■ EXERCISE DETAILS
Please repeat the records below, swapping "tree trunk" for "trunk" throughout and leaving everything else as it stands.

■ EXERCISE MATERIALS
+--

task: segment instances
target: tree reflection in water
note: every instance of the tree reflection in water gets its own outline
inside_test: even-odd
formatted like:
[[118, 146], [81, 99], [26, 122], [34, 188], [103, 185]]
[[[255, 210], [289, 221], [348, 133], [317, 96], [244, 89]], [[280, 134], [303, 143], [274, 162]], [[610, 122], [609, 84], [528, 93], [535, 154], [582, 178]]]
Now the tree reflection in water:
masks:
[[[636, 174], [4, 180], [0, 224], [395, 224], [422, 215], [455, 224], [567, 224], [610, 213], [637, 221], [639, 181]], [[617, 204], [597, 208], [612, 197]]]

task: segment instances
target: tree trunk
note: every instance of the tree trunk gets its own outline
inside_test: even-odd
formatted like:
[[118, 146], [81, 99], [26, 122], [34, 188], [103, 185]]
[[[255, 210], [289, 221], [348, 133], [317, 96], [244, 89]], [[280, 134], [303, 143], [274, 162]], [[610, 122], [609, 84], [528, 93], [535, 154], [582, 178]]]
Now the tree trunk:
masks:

+--

■ WRITTEN ANSWER
task: segment instances
target: tree reflection in water
note: every instance of the tree reflection in water gets its own outline
inside_test: even-odd
formatted like:
[[118, 146], [81, 99], [26, 122], [34, 188], [103, 185]]
[[[255, 210], [289, 221], [348, 133], [317, 96], [244, 89]], [[280, 134], [303, 143], [274, 162]], [[610, 122], [609, 84], [528, 93], [535, 154], [582, 178]]]
Now the tree reflection in water:
masks:
[[[636, 174], [4, 180], [0, 224], [395, 224], [422, 215], [455, 224], [567, 224], [610, 213], [637, 221], [639, 181]], [[617, 204], [597, 208], [612, 197]]]

task: segment instances
target: trunk
note: every instance of the trunk gets its own outline
inside_test: even-odd
formatted like:
[[118, 146], [81, 99], [26, 122], [34, 188], [103, 185]]
[[[255, 210], [289, 221], [348, 133], [317, 96], [244, 89]], [[280, 134], [303, 143], [274, 162]], [[610, 122], [609, 84], [528, 93], [535, 154], [582, 178]]]
Now the trunk:
masks:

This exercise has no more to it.